TRECHO PARA LEITURA:
"""
Vem deles essa quase exigência de que o invasor de terras alheias seja extremamente modesto e reconheça o seu lugar no mundo. Que para ser mais confortável, deve ser precisamente abaixo dele. No quarto dos fundos, longe da inteligência, das universidades, das obras de arte, do sorvete mais caro e da autoestima.  Ao “invasor” de bom senso, cabe o exercício diário de se olhar no espelho e reconhecer a pequenez de sua existência diante da grandeza do patrão.  Cabe esse respeito genuíno às leis da supremacia.

O incômodo é gerado quando uma nordestina se comporta como gente “normal” e subverte a ordem do cada lugar na sua coisa. Essa nordestina tem um problema irritante e estranho: é segura demais de si. Ela acha que tem valor (mas quem ela pensa que é para achar que tem?). Ela vai tentar entrar numa universidade concorrida. Ela é inteligente. Ela gosta de arte.

Como ela ousa ser tão suficientemente boa?
"""
LINHAS:
"""
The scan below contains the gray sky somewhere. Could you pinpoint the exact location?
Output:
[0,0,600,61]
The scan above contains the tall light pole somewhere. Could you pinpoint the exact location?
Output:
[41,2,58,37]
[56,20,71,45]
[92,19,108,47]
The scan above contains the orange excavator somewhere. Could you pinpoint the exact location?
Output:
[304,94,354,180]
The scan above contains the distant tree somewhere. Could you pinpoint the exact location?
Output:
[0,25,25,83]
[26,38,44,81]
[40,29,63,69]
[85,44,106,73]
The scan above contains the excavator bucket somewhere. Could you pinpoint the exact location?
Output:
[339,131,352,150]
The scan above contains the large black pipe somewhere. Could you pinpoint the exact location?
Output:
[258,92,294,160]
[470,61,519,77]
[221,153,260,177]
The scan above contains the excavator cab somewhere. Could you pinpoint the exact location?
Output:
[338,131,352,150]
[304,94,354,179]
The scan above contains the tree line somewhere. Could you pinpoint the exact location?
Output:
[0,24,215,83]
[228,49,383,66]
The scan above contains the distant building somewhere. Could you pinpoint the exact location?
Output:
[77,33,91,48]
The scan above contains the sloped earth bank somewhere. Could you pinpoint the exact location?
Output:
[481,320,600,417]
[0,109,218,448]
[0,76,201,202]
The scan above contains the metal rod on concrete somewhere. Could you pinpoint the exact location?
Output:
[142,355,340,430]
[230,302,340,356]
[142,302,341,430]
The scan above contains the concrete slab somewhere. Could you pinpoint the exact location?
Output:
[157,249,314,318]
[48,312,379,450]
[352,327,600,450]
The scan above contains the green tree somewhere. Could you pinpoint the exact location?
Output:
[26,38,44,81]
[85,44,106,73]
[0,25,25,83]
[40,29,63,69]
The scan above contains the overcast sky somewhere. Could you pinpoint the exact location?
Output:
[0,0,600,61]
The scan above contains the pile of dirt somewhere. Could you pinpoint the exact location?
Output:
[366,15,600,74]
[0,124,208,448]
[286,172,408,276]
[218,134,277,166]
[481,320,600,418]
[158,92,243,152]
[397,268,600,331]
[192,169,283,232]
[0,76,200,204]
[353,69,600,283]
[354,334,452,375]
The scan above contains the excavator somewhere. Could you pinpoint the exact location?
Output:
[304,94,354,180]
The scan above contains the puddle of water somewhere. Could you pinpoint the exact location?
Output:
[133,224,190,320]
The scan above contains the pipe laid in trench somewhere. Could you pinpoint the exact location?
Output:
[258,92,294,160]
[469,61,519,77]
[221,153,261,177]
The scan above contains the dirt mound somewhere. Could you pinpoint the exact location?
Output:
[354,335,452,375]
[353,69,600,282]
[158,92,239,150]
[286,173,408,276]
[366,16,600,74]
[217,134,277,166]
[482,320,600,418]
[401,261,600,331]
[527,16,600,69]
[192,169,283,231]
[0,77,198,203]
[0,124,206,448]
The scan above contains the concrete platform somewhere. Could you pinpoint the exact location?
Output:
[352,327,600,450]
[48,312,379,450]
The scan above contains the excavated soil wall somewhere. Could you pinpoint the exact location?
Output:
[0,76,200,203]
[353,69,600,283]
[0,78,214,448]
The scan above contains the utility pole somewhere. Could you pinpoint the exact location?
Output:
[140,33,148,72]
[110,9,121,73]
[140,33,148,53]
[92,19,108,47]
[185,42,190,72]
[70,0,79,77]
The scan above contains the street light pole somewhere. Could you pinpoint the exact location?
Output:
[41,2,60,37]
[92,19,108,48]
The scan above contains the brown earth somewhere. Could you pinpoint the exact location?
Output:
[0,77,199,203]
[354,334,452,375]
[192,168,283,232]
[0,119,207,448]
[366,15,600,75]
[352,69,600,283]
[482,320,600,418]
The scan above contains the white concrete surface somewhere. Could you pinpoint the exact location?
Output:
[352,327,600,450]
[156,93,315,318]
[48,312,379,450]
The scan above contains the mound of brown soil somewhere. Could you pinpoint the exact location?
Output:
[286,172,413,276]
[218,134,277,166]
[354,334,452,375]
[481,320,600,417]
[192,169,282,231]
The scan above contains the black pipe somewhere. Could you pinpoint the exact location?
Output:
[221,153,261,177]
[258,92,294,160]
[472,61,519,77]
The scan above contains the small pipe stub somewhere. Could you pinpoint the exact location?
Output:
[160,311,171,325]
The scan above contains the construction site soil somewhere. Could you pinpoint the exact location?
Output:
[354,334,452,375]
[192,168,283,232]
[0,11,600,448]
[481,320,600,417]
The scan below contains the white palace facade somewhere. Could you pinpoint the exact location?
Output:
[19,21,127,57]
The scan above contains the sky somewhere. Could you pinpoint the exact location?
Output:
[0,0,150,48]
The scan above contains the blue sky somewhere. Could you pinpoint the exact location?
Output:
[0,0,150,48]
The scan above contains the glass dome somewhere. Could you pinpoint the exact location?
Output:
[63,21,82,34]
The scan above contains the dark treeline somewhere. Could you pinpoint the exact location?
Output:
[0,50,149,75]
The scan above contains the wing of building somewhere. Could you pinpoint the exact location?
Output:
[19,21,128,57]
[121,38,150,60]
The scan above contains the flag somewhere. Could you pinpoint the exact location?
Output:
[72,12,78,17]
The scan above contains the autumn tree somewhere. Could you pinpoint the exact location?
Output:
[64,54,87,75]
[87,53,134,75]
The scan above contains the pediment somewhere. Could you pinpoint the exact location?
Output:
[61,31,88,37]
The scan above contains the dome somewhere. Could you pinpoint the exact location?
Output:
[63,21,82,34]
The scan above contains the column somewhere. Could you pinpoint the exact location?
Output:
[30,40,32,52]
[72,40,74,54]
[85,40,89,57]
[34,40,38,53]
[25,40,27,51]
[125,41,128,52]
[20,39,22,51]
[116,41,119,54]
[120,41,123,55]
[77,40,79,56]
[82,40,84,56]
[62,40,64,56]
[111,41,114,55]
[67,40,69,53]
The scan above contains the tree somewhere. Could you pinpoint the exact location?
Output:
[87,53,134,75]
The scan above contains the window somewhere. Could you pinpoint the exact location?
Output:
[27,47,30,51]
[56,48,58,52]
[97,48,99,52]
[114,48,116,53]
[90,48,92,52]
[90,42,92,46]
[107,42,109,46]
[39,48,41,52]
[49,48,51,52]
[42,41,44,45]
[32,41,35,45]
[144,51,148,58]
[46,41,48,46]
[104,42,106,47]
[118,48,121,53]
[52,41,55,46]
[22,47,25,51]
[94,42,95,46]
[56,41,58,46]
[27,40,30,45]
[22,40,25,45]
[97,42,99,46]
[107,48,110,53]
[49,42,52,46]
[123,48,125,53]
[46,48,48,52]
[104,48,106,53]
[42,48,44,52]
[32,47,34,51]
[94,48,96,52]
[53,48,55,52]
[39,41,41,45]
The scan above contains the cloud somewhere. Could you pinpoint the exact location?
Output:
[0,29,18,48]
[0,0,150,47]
"""
CONJUNTO DE TAREFAS:
A – Responda com base no trecho:
(i) Segundo o trecho, o quarto dos fundos fica longe de quê?
(ii) Qual é o problema irritante e estranho que a nordestina tem?
(iii) Em que tipo de universidade ela vai tentar entrar?
B – Transcreva fielmente o trecho, com tudo desde “O incômodo é” até “tão suficientemente boa?”.
Os itens não desempenham nenhum papel aqui.

RESPOSTAS DAS TAREFAS:
A –
(i) Longe da inteligência, das universidades, das obras de arte, do sorvete mais caro e da autoestima.
(ii) Ela é segura demais de si.
(iii) Numa universidade concorrida.

B –
O incômodo é gerado quando uma nordestina se comporta como gente “normal” e subverte a ordem do cada lugar na sua coisa. Essa nordestina tem um problema irritante e estranho: é segura demais de si. Ela acha que tem valor (mas quem ela pensa que é para achar que tem?). Ela vai tentar entrar numa universidade concorrida. Ela é inteligente. Ela gosta de arte.

Como ela ousa ser tão suficientemente boa?